You, of course, might not be that kind of person. You might
be the kind of person who is just full to the brim with a kind of natural
self-confidence that would never allow you to harbour such doubts and, if you
are, well jolly good luck to you. The rest of us mere mortals are plagued with
our own problems, of course, but why on earth should those concern you? You
are, after all, perfect, and everything you do is done in the sure knowledge
that you are right, so that must be simply great…
Meanwhile, back on planet earth, things are afoot. I was
nearly going to say “great things” there, but they seldom are all that great to
be honest. As I look about me bleary-eyed in the dark, harsh cold of another
pre-dawn, I do wonder quite how it has come to pass that pretty much every
decision I have made in my life has led to this moment.
Or this one… Despite everything, time will keep on ticking
away, won’t it…?
Entropy increases, or so they say, and when it comes to my
crumbling little abode they might very well be right, although, as we now have
builders scurrying across the roof tiles from time to time, perhaps we have, at
least, managed to check that, at least temporarily.
Although, almost as a direct reaction to that, and following
the universal law that if you start to put one thing right, another will
naturally start to go wrong (and if they’re now claiming that super-symmetry
may be a lost cause, perhaps they should visit my little exception that proves
the rule…), the plumbing is starting to
show signs of falling apart.
Nowadays it seems to take a good fifteen minutes or so just
to get enough tepid water to fill a bowl to do a little bit of washing up. If you
run the tap long enough, the water will get hot, of course, but only for about
the two seconds it takes to put the bowl underneath the flow. Then it will
immediately revert to it’s normal ice-cold state and reduce the ambient
temperature of the precious cupful of hot water you’ve just managed to collect. After all, why could I possibly ever need more than two seconds worth of hot water anyway...? Oh, yeah... Right...

• _PROBLEMS_
1/ List every sentence in the essay about the old house and its plumbing that ends with a question mark.
2/ Write the next few sentences of the essay about the old house and its plumbing, starting after its final line and keeping its wry, rueful tone.
The records that come next have no connection to the essay about the old house and its plumbing.

• _PROVIDED DATA_
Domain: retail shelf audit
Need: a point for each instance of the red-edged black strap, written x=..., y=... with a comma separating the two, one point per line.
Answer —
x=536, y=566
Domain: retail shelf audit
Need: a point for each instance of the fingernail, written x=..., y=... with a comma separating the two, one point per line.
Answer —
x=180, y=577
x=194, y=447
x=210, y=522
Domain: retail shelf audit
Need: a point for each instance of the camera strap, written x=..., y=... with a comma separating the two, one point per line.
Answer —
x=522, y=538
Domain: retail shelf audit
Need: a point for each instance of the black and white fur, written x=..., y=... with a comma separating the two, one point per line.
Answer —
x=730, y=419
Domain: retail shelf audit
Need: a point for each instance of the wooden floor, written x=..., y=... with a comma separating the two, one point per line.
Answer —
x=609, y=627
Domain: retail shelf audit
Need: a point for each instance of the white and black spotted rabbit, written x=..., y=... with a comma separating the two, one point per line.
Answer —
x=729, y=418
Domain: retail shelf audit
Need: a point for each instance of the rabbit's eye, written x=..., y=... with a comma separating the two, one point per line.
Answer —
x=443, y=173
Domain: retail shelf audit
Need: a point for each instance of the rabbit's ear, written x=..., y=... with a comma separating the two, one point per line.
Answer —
* * *
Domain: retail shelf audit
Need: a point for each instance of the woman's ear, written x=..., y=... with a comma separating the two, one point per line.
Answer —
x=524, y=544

• _RESPONSES FOR EACH TASK_
1/
- "The rest of us mere mortals are plagued with our own problems, of course, but why on earth should those concern you?"
- "Despite everything, time will keep on ticking away, won't it…?"
- "After all, why could I possibly ever need more than two seconds worth of hot water anyway...?"

2/
And some people still doubt that the universe is getting
colder…
At the same time, the bullet is bitten, and, whilst one lot
of environmental wastage is happening at one side of the sink, the huge carbon
footprint option of boiling a kettle of water to wash the pots with is taken at
the cold tap which, to stop its incessant dribbling, is jammed so firmly into
the “off” position, that I am unable to turn it and hold the kettle at the same
time and many expletives erupt, especially as I’m still trying to keep one hand
in the “hot” water flow just in case it makes a sudden decision to actually
finally warm up.
The world, it seems, refuses to go quietly.
As I rubbed the sleepydust (or whatever that goo is
really called) out of my eyes the other
morning, I happened at the same time to boot up the television set in order to
catch up on the overnight headlines, and I really couldn’t believe my eyes.
In fact I couldn’t believe them so much that I had to rub them
all over again just to make sure.
Instead of any actual news, instead I got about two minutes
of “Celebrity Up the Jungle” or whatever it’s called, and this was on a channel
that wasn’t even broadcasting the wretched programme.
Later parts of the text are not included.